--- Document passage ---
The house at 36 Chipperfield Road is not there now; it was destroyed by a German bomb in 1940. Although he was only four years old, Alan Coleman vividly remembered the night his house was destroyed. The family had evacuated on hearing the air raid warning to their Anderson shelter in the garden.
A German bomber, on its way to destroy the Spitfire factory on the Chester Road, scored a direct hit on no. 36. The force of the blast blew the Anderson shelter into next door and the Coleman family were left sitting in the garden watching the ruins of their house being consumed by flames. But they were safe.
(After the War a row of shops was built on the bomb site at the corner of Millington Road and no. 36 is now a small local supermarket. Part of Castle Bromwich at that time, Chipperfield Road would now be thought of as in Hodge Hill.)
---
Exercise goal ->
Answer these questions using the passage about the bombing of 36 Chipperfield Road:
(a) How old was Alan Coleman when his house was destroyed?
(b) What was the German bomber on its way to destroy?
(c) What is at no. 36 now?
--- Data excerpts ---
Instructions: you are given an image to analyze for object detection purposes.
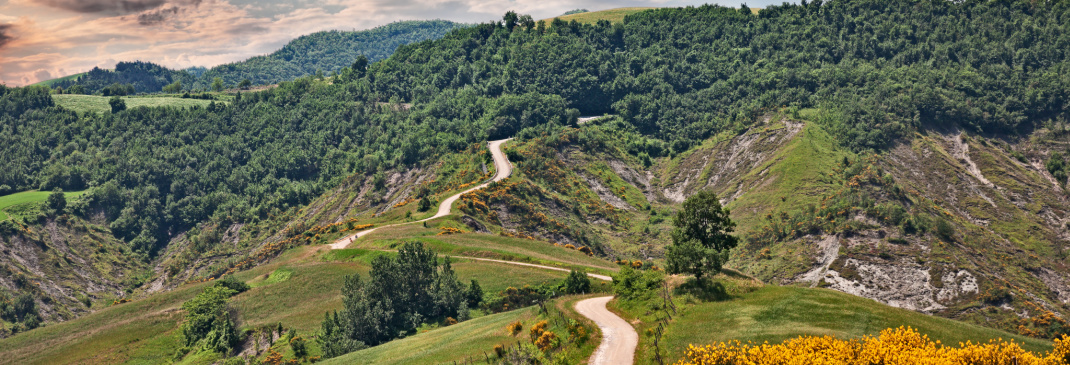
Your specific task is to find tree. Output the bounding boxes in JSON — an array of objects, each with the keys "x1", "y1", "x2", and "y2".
[
  {"x1": 352, "y1": 55, "x2": 368, "y2": 78},
  {"x1": 666, "y1": 191, "x2": 738, "y2": 280},
  {"x1": 182, "y1": 286, "x2": 240, "y2": 353},
  {"x1": 320, "y1": 242, "x2": 468, "y2": 358},
  {"x1": 416, "y1": 197, "x2": 431, "y2": 212},
  {"x1": 108, "y1": 96, "x2": 126, "y2": 112},
  {"x1": 164, "y1": 80, "x2": 182, "y2": 94},
  {"x1": 45, "y1": 187, "x2": 66, "y2": 214},
  {"x1": 562, "y1": 270, "x2": 591, "y2": 294},
  {"x1": 464, "y1": 279, "x2": 483, "y2": 308},
  {"x1": 502, "y1": 11, "x2": 520, "y2": 31}
]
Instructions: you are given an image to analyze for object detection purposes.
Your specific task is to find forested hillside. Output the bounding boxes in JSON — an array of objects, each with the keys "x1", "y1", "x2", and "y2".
[
  {"x1": 50, "y1": 61, "x2": 196, "y2": 96},
  {"x1": 194, "y1": 20, "x2": 468, "y2": 89},
  {"x1": 49, "y1": 20, "x2": 467, "y2": 96},
  {"x1": 0, "y1": 0, "x2": 1070, "y2": 338}
]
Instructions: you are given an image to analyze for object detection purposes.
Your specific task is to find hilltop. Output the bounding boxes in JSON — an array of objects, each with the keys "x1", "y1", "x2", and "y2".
[
  {"x1": 43, "y1": 20, "x2": 467, "y2": 93},
  {"x1": 0, "y1": 1, "x2": 1070, "y2": 361}
]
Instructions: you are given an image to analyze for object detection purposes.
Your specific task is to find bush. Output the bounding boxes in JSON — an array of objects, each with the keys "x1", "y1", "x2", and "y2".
[
  {"x1": 214, "y1": 275, "x2": 249, "y2": 294},
  {"x1": 45, "y1": 187, "x2": 66, "y2": 214},
  {"x1": 464, "y1": 279, "x2": 483, "y2": 308},
  {"x1": 182, "y1": 286, "x2": 240, "y2": 353},
  {"x1": 535, "y1": 331, "x2": 561, "y2": 351},
  {"x1": 108, "y1": 96, "x2": 126, "y2": 113},
  {"x1": 613, "y1": 267, "x2": 664, "y2": 300},
  {"x1": 562, "y1": 270, "x2": 591, "y2": 294},
  {"x1": 290, "y1": 336, "x2": 308, "y2": 359},
  {"x1": 505, "y1": 321, "x2": 524, "y2": 336},
  {"x1": 529, "y1": 321, "x2": 550, "y2": 343},
  {"x1": 933, "y1": 219, "x2": 954, "y2": 242}
]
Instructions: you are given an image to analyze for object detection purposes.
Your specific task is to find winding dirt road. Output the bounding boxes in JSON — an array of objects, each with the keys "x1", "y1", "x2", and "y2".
[
  {"x1": 331, "y1": 137, "x2": 639, "y2": 365},
  {"x1": 331, "y1": 138, "x2": 513, "y2": 249},
  {"x1": 576, "y1": 296, "x2": 639, "y2": 365}
]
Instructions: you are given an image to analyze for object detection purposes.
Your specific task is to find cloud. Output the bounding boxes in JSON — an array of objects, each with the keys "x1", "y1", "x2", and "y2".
[
  {"x1": 41, "y1": 0, "x2": 167, "y2": 14},
  {"x1": 0, "y1": 0, "x2": 783, "y2": 85},
  {"x1": 0, "y1": 24, "x2": 15, "y2": 48},
  {"x1": 33, "y1": 69, "x2": 52, "y2": 80},
  {"x1": 137, "y1": 6, "x2": 179, "y2": 26}
]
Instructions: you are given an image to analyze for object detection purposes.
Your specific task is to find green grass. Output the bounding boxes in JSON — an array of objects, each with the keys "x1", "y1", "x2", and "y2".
[
  {"x1": 31, "y1": 72, "x2": 88, "y2": 88},
  {"x1": 350, "y1": 217, "x2": 617, "y2": 274},
  {"x1": 324, "y1": 295, "x2": 601, "y2": 364},
  {"x1": 545, "y1": 7, "x2": 657, "y2": 24},
  {"x1": 52, "y1": 94, "x2": 220, "y2": 112},
  {"x1": 323, "y1": 307, "x2": 535, "y2": 364},
  {"x1": 611, "y1": 280, "x2": 1052, "y2": 364},
  {"x1": 0, "y1": 233, "x2": 594, "y2": 364},
  {"x1": 0, "y1": 191, "x2": 86, "y2": 220}
]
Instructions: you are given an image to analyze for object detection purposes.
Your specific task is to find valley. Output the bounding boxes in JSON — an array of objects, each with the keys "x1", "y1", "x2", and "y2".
[{"x1": 0, "y1": 0, "x2": 1070, "y2": 365}]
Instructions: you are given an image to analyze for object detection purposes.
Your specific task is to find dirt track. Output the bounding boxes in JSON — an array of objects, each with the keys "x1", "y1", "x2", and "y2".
[
  {"x1": 331, "y1": 138, "x2": 513, "y2": 249},
  {"x1": 576, "y1": 296, "x2": 639, "y2": 365},
  {"x1": 331, "y1": 138, "x2": 639, "y2": 365}
]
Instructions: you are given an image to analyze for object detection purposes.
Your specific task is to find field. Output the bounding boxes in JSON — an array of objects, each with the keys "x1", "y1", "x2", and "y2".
[
  {"x1": 544, "y1": 7, "x2": 657, "y2": 24},
  {"x1": 52, "y1": 94, "x2": 219, "y2": 112},
  {"x1": 610, "y1": 278, "x2": 1052, "y2": 364},
  {"x1": 0, "y1": 234, "x2": 594, "y2": 364},
  {"x1": 0, "y1": 191, "x2": 86, "y2": 220},
  {"x1": 31, "y1": 73, "x2": 88, "y2": 88}
]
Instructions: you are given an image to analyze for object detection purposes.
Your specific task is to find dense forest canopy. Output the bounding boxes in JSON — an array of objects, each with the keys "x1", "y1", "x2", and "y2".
[
  {"x1": 370, "y1": 0, "x2": 1070, "y2": 150},
  {"x1": 0, "y1": 0, "x2": 1070, "y2": 259},
  {"x1": 54, "y1": 20, "x2": 467, "y2": 96},
  {"x1": 196, "y1": 20, "x2": 468, "y2": 88}
]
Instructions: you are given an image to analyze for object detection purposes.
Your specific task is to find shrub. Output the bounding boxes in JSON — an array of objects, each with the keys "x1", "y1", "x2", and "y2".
[
  {"x1": 214, "y1": 275, "x2": 249, "y2": 294},
  {"x1": 535, "y1": 331, "x2": 561, "y2": 351},
  {"x1": 464, "y1": 279, "x2": 483, "y2": 308},
  {"x1": 182, "y1": 286, "x2": 240, "y2": 353},
  {"x1": 613, "y1": 267, "x2": 664, "y2": 300},
  {"x1": 529, "y1": 321, "x2": 550, "y2": 343},
  {"x1": 562, "y1": 270, "x2": 591, "y2": 294},
  {"x1": 290, "y1": 336, "x2": 308, "y2": 359},
  {"x1": 677, "y1": 328, "x2": 1070, "y2": 365},
  {"x1": 568, "y1": 319, "x2": 590, "y2": 346},
  {"x1": 505, "y1": 321, "x2": 524, "y2": 336},
  {"x1": 933, "y1": 219, "x2": 954, "y2": 242}
]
---
Answer section ->
(a) He was four years old.
(b) It was on its way to destroy the Spitfire factory on the Chester Road.
(c) A small local supermarket is there now.